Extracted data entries
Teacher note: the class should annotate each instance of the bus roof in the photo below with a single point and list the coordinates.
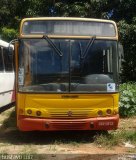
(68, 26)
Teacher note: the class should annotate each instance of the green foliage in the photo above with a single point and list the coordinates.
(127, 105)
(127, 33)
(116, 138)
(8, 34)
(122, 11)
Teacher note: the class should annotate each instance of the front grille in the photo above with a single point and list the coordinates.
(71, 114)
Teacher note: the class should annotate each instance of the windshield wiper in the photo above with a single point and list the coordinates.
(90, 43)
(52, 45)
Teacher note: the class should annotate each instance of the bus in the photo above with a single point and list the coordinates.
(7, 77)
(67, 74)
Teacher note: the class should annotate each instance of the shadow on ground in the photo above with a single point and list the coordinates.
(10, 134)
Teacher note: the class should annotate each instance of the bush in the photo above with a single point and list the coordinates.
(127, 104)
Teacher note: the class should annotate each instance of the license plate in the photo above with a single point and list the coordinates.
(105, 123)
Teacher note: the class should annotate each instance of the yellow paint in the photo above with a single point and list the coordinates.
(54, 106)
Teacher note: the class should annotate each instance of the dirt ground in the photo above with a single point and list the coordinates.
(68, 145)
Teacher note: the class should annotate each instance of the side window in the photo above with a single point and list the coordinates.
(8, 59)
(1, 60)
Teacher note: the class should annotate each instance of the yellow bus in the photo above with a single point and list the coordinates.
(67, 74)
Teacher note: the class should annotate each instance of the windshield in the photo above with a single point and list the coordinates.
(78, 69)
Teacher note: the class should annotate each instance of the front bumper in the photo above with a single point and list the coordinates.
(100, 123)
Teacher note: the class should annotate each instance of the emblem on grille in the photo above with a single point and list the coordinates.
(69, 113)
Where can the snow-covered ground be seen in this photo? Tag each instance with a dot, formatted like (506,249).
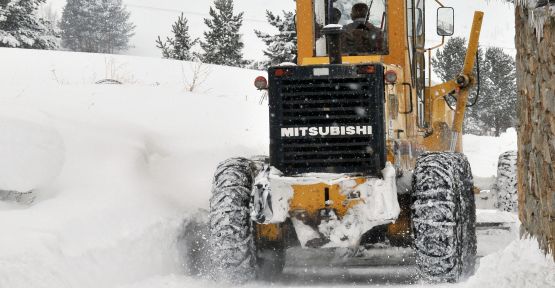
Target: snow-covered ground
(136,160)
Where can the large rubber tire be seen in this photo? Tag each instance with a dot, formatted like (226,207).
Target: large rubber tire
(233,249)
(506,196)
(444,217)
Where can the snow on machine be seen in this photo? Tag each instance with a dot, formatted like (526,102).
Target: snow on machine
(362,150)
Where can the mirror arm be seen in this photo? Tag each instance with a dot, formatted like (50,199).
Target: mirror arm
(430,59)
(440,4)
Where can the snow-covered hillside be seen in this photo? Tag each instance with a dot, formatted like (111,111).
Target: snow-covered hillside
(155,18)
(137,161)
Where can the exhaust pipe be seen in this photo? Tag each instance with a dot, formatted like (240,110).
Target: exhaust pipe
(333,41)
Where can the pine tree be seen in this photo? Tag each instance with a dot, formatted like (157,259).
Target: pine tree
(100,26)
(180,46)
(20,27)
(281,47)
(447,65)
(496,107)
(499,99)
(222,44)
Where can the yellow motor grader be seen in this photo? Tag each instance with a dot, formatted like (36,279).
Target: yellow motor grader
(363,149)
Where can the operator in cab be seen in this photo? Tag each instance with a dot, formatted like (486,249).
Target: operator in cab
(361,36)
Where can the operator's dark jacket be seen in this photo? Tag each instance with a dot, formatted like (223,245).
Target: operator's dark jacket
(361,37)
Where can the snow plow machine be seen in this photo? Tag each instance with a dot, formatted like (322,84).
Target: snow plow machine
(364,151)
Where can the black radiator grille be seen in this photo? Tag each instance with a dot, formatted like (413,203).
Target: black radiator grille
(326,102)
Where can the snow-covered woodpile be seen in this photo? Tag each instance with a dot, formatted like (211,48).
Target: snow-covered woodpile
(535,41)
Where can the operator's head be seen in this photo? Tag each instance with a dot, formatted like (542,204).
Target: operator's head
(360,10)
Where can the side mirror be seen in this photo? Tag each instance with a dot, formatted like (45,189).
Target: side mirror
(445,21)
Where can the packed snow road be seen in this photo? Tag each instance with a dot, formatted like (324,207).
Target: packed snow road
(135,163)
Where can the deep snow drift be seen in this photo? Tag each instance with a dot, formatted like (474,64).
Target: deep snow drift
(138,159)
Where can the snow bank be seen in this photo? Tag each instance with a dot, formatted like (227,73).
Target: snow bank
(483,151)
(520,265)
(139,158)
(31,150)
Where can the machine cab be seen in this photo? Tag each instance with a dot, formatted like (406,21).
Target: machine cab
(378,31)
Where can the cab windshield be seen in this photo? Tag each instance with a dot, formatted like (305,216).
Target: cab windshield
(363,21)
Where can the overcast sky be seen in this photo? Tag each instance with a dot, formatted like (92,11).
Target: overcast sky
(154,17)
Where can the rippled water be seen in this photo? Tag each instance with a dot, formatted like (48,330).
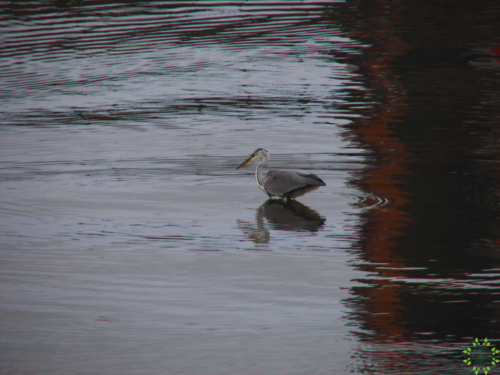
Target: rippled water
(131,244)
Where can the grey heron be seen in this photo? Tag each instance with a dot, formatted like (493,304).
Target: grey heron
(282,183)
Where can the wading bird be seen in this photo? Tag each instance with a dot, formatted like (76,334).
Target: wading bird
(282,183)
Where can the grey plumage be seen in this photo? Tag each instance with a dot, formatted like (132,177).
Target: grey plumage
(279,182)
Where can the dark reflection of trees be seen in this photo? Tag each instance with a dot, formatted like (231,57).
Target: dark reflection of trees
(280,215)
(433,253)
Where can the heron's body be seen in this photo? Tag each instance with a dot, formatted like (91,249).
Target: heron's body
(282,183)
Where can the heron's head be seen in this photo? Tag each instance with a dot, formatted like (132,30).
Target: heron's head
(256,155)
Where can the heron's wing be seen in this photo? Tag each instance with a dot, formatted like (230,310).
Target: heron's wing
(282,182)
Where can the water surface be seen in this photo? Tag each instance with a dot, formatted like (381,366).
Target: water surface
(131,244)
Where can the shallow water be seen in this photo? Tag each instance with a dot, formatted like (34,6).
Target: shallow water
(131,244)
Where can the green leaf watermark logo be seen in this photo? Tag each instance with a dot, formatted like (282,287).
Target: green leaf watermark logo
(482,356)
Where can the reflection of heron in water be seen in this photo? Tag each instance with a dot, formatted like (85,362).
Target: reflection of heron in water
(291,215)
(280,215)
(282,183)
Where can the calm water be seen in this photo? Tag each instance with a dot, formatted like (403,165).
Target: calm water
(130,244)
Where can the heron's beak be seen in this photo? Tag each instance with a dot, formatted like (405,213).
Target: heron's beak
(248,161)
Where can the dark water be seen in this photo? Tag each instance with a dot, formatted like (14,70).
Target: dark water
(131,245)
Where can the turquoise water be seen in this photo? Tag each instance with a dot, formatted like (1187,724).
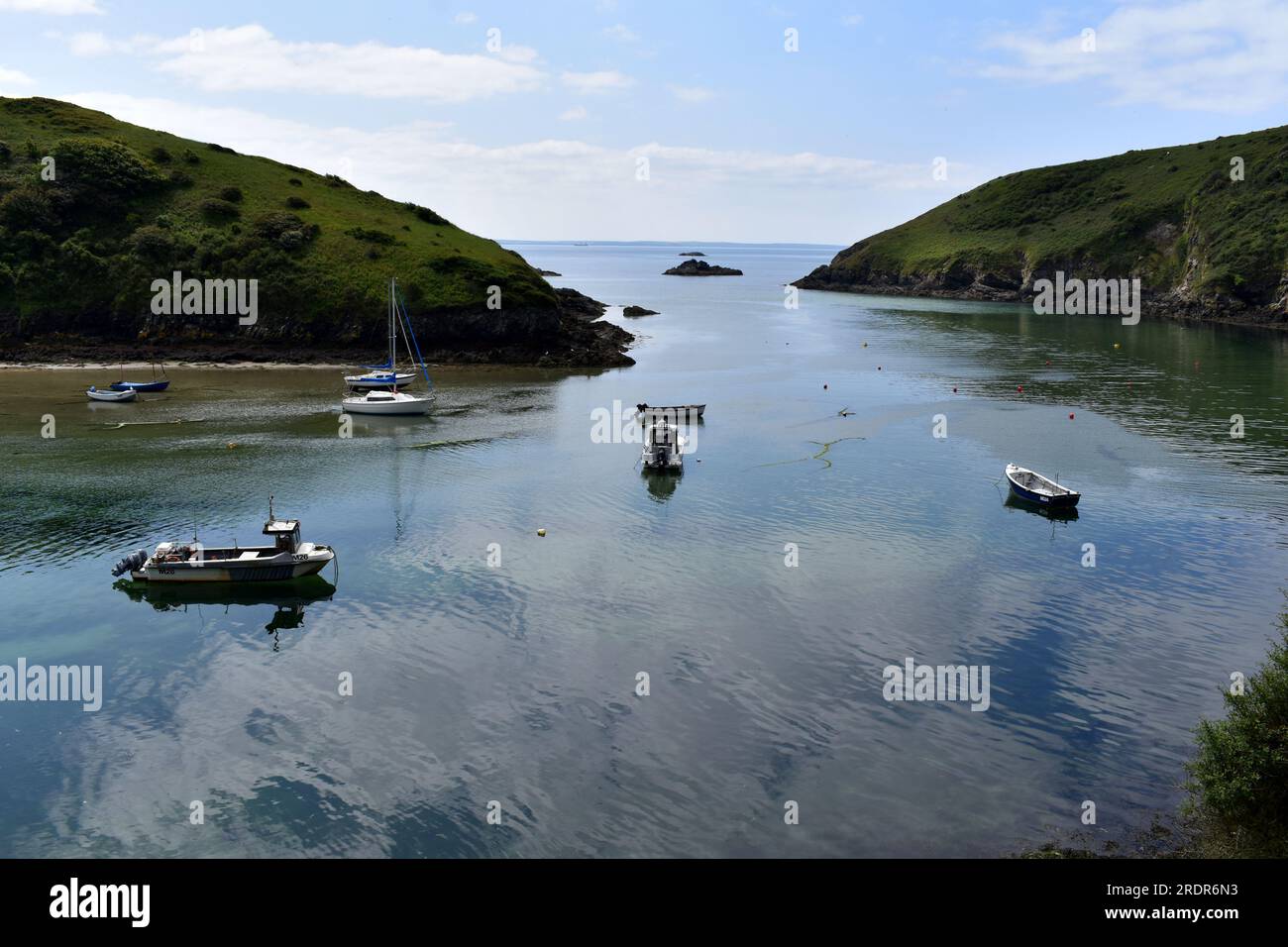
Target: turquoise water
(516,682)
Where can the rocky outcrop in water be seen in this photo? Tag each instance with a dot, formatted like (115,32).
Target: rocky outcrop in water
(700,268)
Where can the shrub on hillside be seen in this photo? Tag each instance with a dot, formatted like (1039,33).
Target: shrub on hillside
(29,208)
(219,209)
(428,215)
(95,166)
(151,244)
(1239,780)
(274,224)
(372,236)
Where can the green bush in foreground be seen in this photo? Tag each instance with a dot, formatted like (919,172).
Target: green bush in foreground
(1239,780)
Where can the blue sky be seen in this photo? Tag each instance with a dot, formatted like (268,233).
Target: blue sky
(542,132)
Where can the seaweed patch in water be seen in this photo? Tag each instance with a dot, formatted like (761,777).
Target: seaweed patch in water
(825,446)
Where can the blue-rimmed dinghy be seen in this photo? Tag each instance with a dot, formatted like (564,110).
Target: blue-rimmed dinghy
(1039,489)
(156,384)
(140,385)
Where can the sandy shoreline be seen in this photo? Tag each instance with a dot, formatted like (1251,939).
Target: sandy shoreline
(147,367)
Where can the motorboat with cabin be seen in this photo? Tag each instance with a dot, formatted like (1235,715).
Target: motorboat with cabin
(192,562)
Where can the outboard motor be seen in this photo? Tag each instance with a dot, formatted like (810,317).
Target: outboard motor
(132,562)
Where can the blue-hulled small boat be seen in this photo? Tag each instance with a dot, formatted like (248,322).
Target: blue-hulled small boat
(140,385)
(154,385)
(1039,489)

▶ Task description: Transcribe the complete set of entries verbatim. No pictures belong in the copy.

▶ Written solution:
Teacher note: the class should annotate each instance of the bus roof in the photo below with a single point and list the coordinates.
(68, 26)
Teacher note: the class should annotate each instance of the green foliage in the photo above with a single point and list the coordinates.
(127, 105)
(127, 33)
(116, 138)
(8, 34)
(122, 11)
Teacher note: the class should annotate each instance of the front grille in the photo above with a single point and list the coordinates.
(71, 114)
Teacher note: the class should annotate each instance of the windshield wiper in the photo above with a single point and list the coordinates.
(90, 43)
(52, 45)
Teacher note: the class should annotate each instance of the bus in the photo above with a single point and list the coordinates.
(7, 77)
(67, 74)
Teacher note: the class should annotate each instance of the shadow on ground in the photo above with a single point and list the coordinates.
(10, 134)
Teacher note: the class should annotate each instance of the bush in the photo above with a single point and list the coordinates.
(127, 104)
Teacher note: the class should annotate each instance of the license plate in the photo above with a single point and list the coordinates.
(105, 123)
Teacher note: the class should annotate each instance of the yellow paint in the photo above with a single point and list the coordinates.
(54, 106)
Teacher note: the class should annotate each instance of the dirt ground in the photo above with a single point and list the coordinates.
(68, 145)
Teacher note: the class should annotate each instance of the side window in the photo above with a single point and list the coordinates.
(8, 59)
(1, 60)
Teacher note: the class should annotate each instance of the yellow bus in the photo above with a single point and list the coordinates.
(67, 74)
Teacher note: the class should annotate each instance of the windshield in the photo above with a single point and list the coordinates.
(78, 69)
Teacher note: the class should annotate each instance of the front bumper in the photo above with a single point and list the coordinates.
(100, 123)
Teacher note: the class should annotate each instance of the emblem on grille in the photo above with a single point and list the coordinates.
(69, 113)
Where can the snow-covered ground be seen in this photo? Tag each instance with a dot, formatted like (506,249).
Target: snow-covered ground
(136,160)
Where can the large rubber tire be seen in this photo? Tag each instance with a dot, formatted like (226,207).
Target: large rubber tire
(233,249)
(506,196)
(444,217)
Where can the snow on machine be seen in this photo? Tag each instance with a dot, formatted like (526,102).
Target: snow on machine
(362,150)
Where can the mirror arm be seen in this photo? Tag each instance with a dot, formatted like (50,199).
Target: mirror arm
(430,59)
(440,4)
Where can the snow-covered hillside be seen in this photo? Tag each instance with a dot, formatted like (111,111).
Target: snow-covered hillside
(155,18)
(137,161)
Where can the exhaust pipe be seen in this photo? Tag each instance with a dot, formatted like (240,110).
Target: exhaust pipe
(333,41)
Where can the pine tree be seen in this photo? Tag each instance with a dot, formatted like (157,259).
Target: pine tree
(100,26)
(180,46)
(20,27)
(281,47)
(447,65)
(496,107)
(499,99)
(222,44)
Where can the yellow motor grader be seen in this photo? Tag each instance with a dot, formatted like (36,279).
Target: yellow motor grader
(363,149)
Where can the operator in cab be seen in this photo? Tag each instance with a dot, formatted like (486,249).
Target: operator in cab
(361,36)
Where can the operator's dark jacket be seen in this photo? Tag each instance with a dot, formatted like (223,245).
Target: operator's dark jacket
(361,37)
Where can the snow plow machine be seen in this photo? Tag each instance with a dot, formatted like (322,84).
Target: snow plow machine
(364,151)
Where can the black radiator grille be seen in this photo? Tag each instance with a dot, formatted like (413,203).
Target: black radiator grille
(326,102)
Where can the snow-covered woodpile be seen in this photo? Tag each instance with a dot, formatted like (211,48).
Target: snow-covered woodpile
(535,41)
Where can the operator's head be seen in this photo? Tag each instance with a dot, formatted like (542,204).
Target: operator's head
(360,10)
Where can the side mirror be seen in this photo? Tag each instance with a dot, formatted like (45,189).
Target: side mirror
(445,21)
Where can the packed snow road be seen in this photo? Tag each instance with a dot, formatted like (324,207).
Target: packed snow road
(135,163)
Where can the deep snow drift be seen in this photo? Tag each instance with a dot, formatted like (474,64).
Target: deep snow drift
(138,159)
Where can the snow bank be seen in this photo? Tag each instance with a dot, formatted like (227,73).
Target: snow bank
(483,151)
(520,265)
(139,158)
(31,150)
Where can the machine cab be seen in this photo? Tag each instance with a dot, formatted like (406,21).
Target: machine cab
(378,31)
Where can the cab windshield be seen in this photo? Tag each instance with a dot, formatted like (305,216).
Target: cab windshield
(363,21)
Where can the overcast sky be seen in this photo? Tag each instance with a dot, formatted like (92,11).
Target: overcast sky
(154,17)
Where can the rippled water be seen in this photo? Tag each instance with a dot, formatted like (48,330).
Target: rippled water
(131,244)
Where can the grey heron be seen in this photo? Tag each instance with a dot, formatted like (493,304).
Target: grey heron
(282,183)
Where can the wading bird be seen in this photo? Tag each instance with a dot, formatted like (76,334).
Target: wading bird
(282,183)
Where can the grey plumage be seen in this photo? Tag each instance with a dot, formatted like (132,177).
Target: grey plumage
(279,182)
Where can the dark reflection of trees be seen in this photo? Tag each instance with a dot, formatted like (231,57).
Target: dark reflection of trees
(280,215)
(433,253)
Where can the heron's body be seen in this photo? Tag each instance with a dot, formatted like (91,249).
Target: heron's body
(282,183)
Where can the heron's head be seen in this photo? Tag each instance with a dot, formatted like (132,30).
Target: heron's head
(256,155)
Where can the heron's wing be seen in this photo? Tag each instance with a dot, formatted like (230,310).
Target: heron's wing
(282,182)
Where can the water surface be seen in this photo? Tag each instance with a dot, formatted like (381,366).
Target: water surface
(131,244)
Where can the shallow water be seen in this photo? Tag each instance with a dot, formatted like (34,6).
Target: shallow water
(131,244)
Where can the green leaf watermark logo be seen in this photo? Tag each instance with a dot, formatted like (282,287).
Target: green leaf watermark logo
(482,356)
Where can the reflection of heron in water be seen in this photo? Tag each instance with a dot, formatted like (85,362).
Target: reflection of heron in water
(291,215)
(280,215)
(282,183)
Where can the calm water be seen in this photo? Tag each instance with a dot, formatted like (403,165).
Target: calm water
(130,244)
Where can the heron's beak be seen in this photo? Tag each instance with a dot, formatted like (405,213).
Target: heron's beak
(248,161)
Where can the dark water be seen in this photo? Tag each instance with a dot, formatted like (14,70).
Target: dark water
(131,245)
Where can the turquoise water be seen in this photo? Tag each instance with a dot, formatted like (1187,724).
Target: turquoise water
(516,682)
Where can the rocky outcrop in water be seen in this photo? Tag each instance with a dot, formatted like (115,32).
Target: rocky outcrop in water
(700,268)
Where can the shrub on hillside be seen in this photo? Tag each instance with a dot, formatted like (1039,33).
Target: shrub on hillside
(29,208)
(219,209)
(428,215)
(95,166)
(151,244)
(1239,780)
(274,224)
(372,236)
Where can the green bush in foreground be seen in this photo? Tag each instance with a dot, formatted like (919,172).
Target: green bush in foreground
(1239,780)
Where can the blue sky be seen in this photo? Tag each instance with a dot, formatted like (268,233).
Target: blue sky
(542,132)
Where can the seaweed patch in water be seen in this photo? Tag each instance with a dot, formatted like (761,777).
Target: seaweed patch in water
(825,446)
Where can the blue-rimmed dinghy be seen in this photo? Tag each instance with a dot, formatted like (564,110).
Target: blue-rimmed dinghy
(1039,489)
(156,384)
(140,385)
Where can the sandy shoreline be seen in this photo? Tag each instance with a dot, formatted like (1251,939).
Target: sandy shoreline
(147,367)
Where can the motorboat with cabin be seen in this photo? Tag each instance with a dot, formatted like (1235,715).
Target: motorboat with cabin
(192,562)
Where can the outboard motor be seen in this photo? Tag each instance with a dot, formatted like (810,317).
Target: outboard motor
(132,562)
Where can the blue-hulled small boat be seen in this photo? Tag each instance with a dot, formatted like (248,322).
Target: blue-hulled small boat
(140,385)
(154,385)
(1039,489)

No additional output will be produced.